● **Teks Bacaan**:
STOPWORDS = set(stopwords.words('english'))

# ========================
# 1. Download dataset Steam
# ========================
path = kagglehub.dataset_download("trolukovich/steam-games-complete-dataset")
csv_file = "steam_games.csv"
csv_path = os.path.join(path, csv_file)
df = pd.read_csv(csv_path)
df = df.dropna(subset=['desc_snippet','genre'])
games = df[['name','genre','desc_snippet']].head(40000)
games.rename(columns={'desc_snippet':'about_the_game'}, inplace=True)

# ========================
# 2. Preprocessing teks
# ========================
def preprocess(text):
    text = str(text).lower()
    text = re.sub(r'[^a-z0-9\s]', ' ', text)
    tokens = [w for w in text.split() if w not in STOPWORDS]
    return ' '.join(tokens)

games['clean_text'] = games['about_the_game'].apply(preprocess)

# ========================
# 3. TF-IDF + Cosine Similarity untuk rekomendasi
# ========================
vectorizer = TfidfVectorizer(max_features=10000, ngram_range=(1,2))
tfidf_matrix = vectorizer.fit_transform(games['clean_text'])

def recommend(query, topk=5):
    query_clean = preprocess(query)
    q_vec = vectorizer.transform([query_clean])
    sims = cosine_similarity(q_vec, tfidf_matrix)[0]
    top_idx = sims.argsort()[::-1][:topk]
    return [(games.iloc[i]['name'], sims[i]) for i in top_idx]

# ========================
# 4. Contoh penggunaan
# ========================
query = "genshin impact"
print("\n=== Rekomendasi Game Mirip Query ===")
for name, score in recommend(query):
    print(f"{name} (score: {score:.4f})")


[nltk_data] Downloading package stopwords to /root/nltk_data...
[nltk_data]   Package stopwords is already up-to-date!


Using Colab cache for faster access to the 'steam-games-complete-dataset' dataset.

=== Rekomendasi Game Mirip Query ===
Stellar Impact Bundle (score: 0.5441)
Stellar Impact (score: 0.3596)
The Fruitless Flower 雾雨中的徒花 (score: 0.3504)
Iron Impact (score: 0.3477)
Dodgeball Simulator VR (score: 0.3352)

● **Soal Latihan 1**: Dalam kode rekomendasi game Steam di atas, uraikan blok yang diawali "path = kagglehub.dataset_download" menjadi daftar langkah singkat tanpa menghilangkan fakta pokoknya.

● **Bahan yang Ditampilkan**:

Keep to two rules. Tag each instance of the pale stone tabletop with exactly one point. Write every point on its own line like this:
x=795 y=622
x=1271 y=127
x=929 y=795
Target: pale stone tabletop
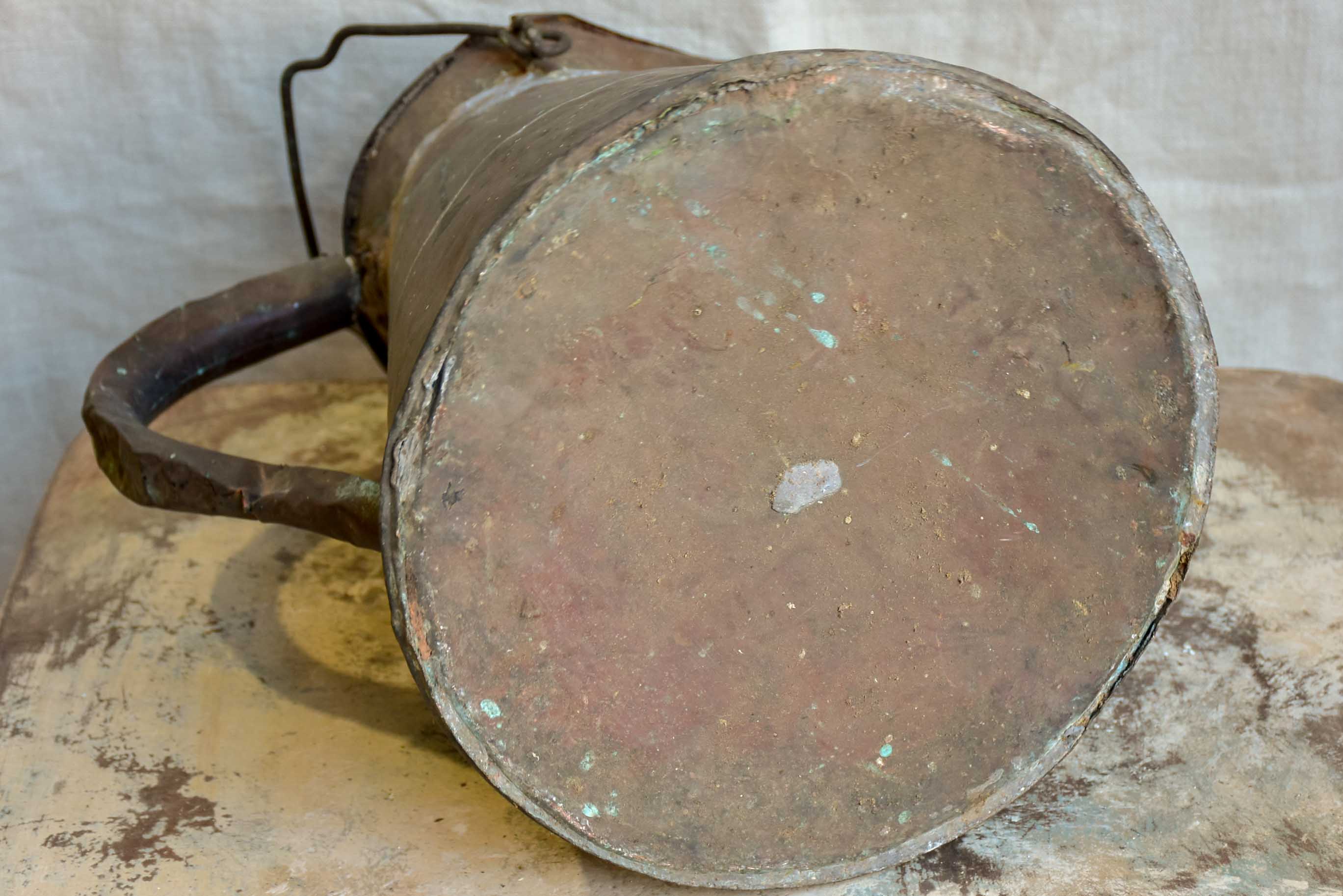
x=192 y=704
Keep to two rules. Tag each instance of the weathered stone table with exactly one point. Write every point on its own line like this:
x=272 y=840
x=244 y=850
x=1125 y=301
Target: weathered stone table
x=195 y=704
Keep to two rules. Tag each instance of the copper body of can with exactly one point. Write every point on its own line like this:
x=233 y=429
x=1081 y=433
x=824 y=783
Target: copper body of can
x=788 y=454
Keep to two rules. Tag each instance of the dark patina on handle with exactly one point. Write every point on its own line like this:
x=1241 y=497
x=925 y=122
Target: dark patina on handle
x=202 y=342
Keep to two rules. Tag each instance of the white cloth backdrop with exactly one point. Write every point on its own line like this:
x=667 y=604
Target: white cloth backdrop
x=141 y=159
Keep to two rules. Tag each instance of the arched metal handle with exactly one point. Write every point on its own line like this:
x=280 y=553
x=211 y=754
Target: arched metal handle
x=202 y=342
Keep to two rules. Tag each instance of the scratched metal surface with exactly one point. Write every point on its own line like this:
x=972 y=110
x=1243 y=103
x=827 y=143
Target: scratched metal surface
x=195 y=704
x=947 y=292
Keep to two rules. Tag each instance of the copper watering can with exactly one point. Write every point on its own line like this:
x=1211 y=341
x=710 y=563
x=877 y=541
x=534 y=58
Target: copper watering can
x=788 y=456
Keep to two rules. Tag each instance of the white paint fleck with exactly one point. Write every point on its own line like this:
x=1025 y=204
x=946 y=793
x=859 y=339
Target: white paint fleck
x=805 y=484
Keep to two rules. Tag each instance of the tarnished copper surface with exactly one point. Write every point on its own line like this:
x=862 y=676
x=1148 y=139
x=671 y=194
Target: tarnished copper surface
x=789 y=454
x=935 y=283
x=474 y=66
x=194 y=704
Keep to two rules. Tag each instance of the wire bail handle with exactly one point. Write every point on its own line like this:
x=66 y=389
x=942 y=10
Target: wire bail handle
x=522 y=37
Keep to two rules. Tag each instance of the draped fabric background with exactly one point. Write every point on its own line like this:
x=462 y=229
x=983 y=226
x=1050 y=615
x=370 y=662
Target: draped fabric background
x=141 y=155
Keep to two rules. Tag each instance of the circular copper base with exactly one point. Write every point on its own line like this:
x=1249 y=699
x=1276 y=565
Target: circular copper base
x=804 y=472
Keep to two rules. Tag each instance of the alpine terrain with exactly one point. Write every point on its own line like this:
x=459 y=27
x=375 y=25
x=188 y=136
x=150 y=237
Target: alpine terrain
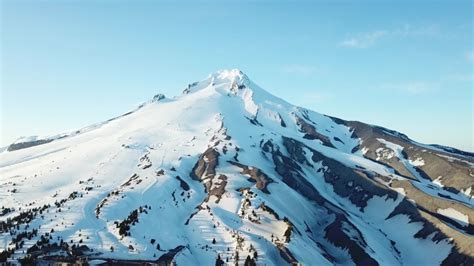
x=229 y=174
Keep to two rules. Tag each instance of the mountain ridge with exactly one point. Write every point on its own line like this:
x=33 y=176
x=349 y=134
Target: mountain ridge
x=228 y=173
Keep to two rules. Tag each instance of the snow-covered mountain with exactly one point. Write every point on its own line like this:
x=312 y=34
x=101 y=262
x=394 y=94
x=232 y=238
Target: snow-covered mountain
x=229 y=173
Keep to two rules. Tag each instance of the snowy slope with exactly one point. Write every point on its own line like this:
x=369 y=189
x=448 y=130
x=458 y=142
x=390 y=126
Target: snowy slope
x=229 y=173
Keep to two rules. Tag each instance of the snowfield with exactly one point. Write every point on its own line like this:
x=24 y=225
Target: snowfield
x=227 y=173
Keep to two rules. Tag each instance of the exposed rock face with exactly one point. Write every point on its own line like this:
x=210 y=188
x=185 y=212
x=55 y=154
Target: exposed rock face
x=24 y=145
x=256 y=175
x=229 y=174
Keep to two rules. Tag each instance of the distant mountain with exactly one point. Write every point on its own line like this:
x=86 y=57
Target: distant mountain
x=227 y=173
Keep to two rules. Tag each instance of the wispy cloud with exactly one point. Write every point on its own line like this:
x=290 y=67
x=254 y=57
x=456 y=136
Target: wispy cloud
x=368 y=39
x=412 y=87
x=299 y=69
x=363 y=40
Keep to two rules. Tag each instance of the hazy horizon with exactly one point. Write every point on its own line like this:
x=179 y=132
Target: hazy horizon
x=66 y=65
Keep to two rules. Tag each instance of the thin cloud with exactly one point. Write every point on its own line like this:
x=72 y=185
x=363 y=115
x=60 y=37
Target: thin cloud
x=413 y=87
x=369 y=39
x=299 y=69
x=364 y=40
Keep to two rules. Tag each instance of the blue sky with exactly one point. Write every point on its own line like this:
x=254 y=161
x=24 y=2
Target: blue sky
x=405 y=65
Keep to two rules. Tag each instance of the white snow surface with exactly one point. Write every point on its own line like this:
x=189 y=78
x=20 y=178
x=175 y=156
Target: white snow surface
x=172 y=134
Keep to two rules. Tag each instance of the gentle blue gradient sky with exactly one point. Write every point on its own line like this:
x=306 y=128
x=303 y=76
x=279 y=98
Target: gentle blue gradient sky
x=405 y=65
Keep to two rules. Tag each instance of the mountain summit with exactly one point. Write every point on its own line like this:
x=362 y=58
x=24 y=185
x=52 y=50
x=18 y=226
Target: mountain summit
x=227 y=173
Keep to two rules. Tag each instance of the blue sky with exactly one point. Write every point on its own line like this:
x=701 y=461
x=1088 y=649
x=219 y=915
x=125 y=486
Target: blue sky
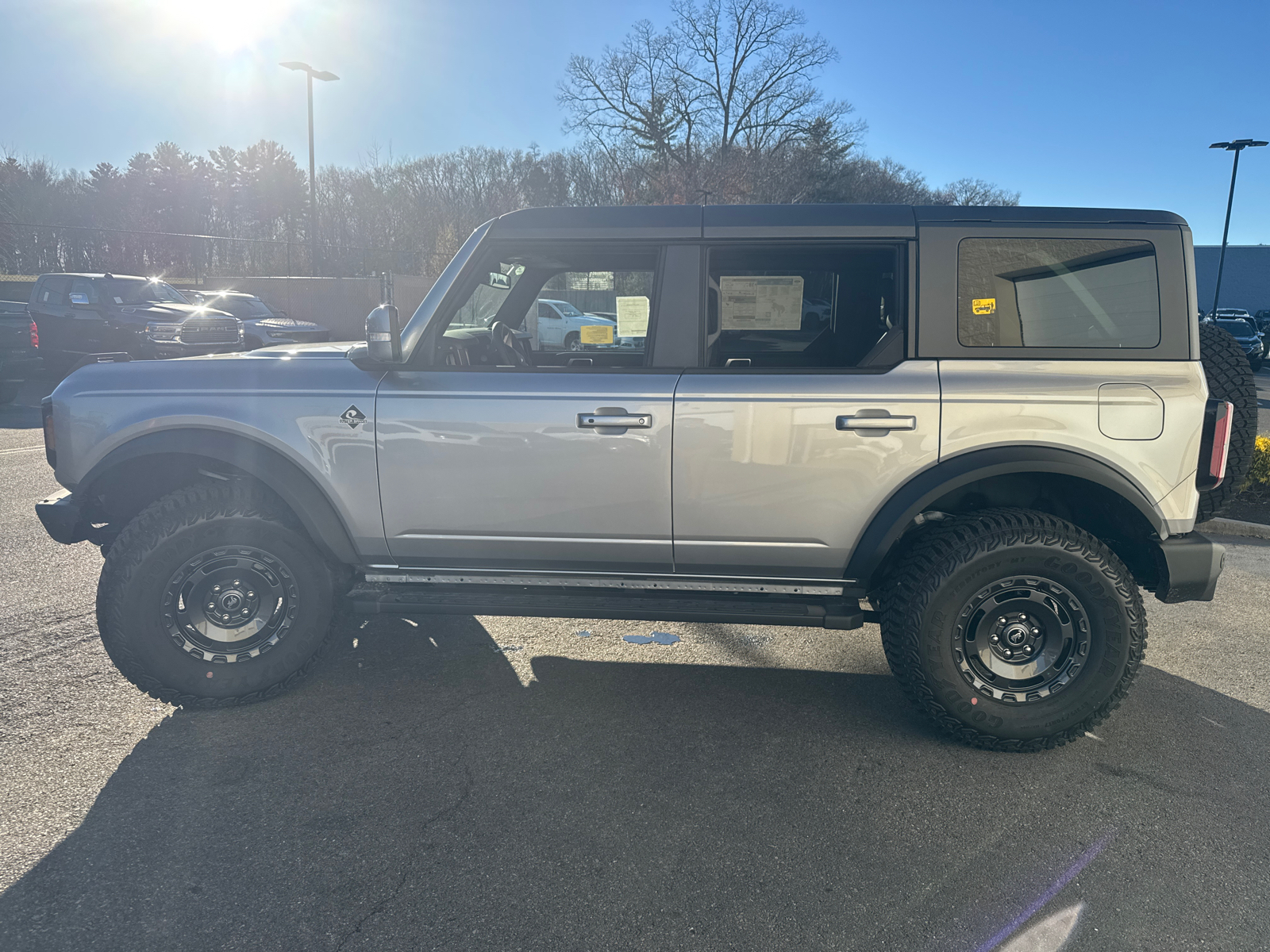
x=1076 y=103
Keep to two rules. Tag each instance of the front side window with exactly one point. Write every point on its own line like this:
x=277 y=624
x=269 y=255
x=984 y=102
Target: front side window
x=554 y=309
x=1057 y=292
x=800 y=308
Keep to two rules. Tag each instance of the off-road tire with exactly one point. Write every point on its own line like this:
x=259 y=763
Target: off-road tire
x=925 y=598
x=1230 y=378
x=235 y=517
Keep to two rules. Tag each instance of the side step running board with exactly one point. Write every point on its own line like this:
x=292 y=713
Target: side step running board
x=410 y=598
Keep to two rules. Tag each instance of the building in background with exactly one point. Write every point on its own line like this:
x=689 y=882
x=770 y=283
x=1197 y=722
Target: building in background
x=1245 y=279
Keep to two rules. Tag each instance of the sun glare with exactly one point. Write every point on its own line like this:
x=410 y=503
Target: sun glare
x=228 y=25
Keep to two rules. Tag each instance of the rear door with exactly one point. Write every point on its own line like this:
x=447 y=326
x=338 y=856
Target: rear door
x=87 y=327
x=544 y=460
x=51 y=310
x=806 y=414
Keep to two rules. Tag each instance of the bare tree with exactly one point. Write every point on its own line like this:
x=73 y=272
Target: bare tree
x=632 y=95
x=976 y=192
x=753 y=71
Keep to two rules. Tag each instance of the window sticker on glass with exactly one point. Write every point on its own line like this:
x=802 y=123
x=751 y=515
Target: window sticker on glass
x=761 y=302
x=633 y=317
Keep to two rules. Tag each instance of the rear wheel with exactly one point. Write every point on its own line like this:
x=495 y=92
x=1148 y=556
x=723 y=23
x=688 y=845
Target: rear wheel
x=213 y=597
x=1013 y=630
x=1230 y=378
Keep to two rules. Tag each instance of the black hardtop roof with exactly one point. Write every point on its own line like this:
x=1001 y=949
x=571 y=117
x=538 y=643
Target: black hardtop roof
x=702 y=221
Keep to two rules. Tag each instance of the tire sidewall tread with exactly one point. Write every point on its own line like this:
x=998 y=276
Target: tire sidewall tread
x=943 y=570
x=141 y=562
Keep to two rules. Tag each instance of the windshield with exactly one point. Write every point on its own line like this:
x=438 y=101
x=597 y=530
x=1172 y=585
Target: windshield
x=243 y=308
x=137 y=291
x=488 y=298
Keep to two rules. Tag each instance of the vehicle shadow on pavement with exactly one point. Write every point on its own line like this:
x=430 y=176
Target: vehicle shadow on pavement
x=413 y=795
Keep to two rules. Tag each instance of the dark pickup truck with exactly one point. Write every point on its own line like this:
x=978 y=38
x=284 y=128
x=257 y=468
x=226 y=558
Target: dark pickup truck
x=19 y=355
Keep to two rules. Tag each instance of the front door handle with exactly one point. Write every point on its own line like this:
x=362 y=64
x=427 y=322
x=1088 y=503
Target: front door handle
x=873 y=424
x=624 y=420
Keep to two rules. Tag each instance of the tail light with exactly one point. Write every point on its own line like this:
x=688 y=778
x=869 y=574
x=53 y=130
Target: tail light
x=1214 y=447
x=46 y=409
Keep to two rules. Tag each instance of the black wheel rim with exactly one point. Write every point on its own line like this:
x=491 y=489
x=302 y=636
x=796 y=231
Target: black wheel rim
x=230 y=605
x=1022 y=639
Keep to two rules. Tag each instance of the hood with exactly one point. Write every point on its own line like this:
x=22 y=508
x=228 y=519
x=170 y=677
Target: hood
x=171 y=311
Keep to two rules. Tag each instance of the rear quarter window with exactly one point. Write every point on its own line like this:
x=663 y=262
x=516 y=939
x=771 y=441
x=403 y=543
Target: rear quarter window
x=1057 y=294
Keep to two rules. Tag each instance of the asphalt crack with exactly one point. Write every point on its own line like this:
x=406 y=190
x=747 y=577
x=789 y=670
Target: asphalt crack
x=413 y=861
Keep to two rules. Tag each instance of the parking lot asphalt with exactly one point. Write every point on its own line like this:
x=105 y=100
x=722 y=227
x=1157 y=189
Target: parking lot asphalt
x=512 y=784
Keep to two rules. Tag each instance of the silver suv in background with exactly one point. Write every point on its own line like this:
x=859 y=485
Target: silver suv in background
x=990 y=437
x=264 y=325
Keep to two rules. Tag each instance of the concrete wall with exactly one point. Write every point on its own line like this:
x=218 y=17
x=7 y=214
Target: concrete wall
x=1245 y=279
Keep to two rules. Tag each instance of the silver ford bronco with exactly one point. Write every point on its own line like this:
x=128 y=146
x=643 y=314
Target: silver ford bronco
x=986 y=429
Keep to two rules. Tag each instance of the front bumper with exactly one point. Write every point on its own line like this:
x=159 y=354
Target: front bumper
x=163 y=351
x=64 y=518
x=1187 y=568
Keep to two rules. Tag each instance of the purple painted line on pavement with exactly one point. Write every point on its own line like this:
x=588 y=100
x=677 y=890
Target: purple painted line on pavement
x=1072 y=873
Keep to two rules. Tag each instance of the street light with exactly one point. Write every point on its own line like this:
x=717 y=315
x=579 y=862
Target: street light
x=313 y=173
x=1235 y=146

● **Soal Latihan 2**: Ambil setiap baris dalam catatan di atas yang memuat kata "fabric", dengan memperhatikan huruf besar dan kecil.

● **Hasil Latihan 1**:
- Mengunduh dataset "trolukovich/steam-games-complete-dataset" melalui kagglehub.
- Membaca berkas "steam_games.csv" dari folder unduhan ke dalam DataFrame.
- Membuang baris yang kolom "desc_snippet" atau "genre"-nya kosong.
- Mengambil kolom "name", "genre", dan "desc_snippet" dari 40.000 baris pertama.
- Mengganti nama kolom "desc_snippet" menjadi "about_the_game".

● **Hasil Latihan 2**:
Keep to two rules. Tag each instance of the draped fabric background with exactly one point. Write every point on its own line like this:
Target: draped fabric background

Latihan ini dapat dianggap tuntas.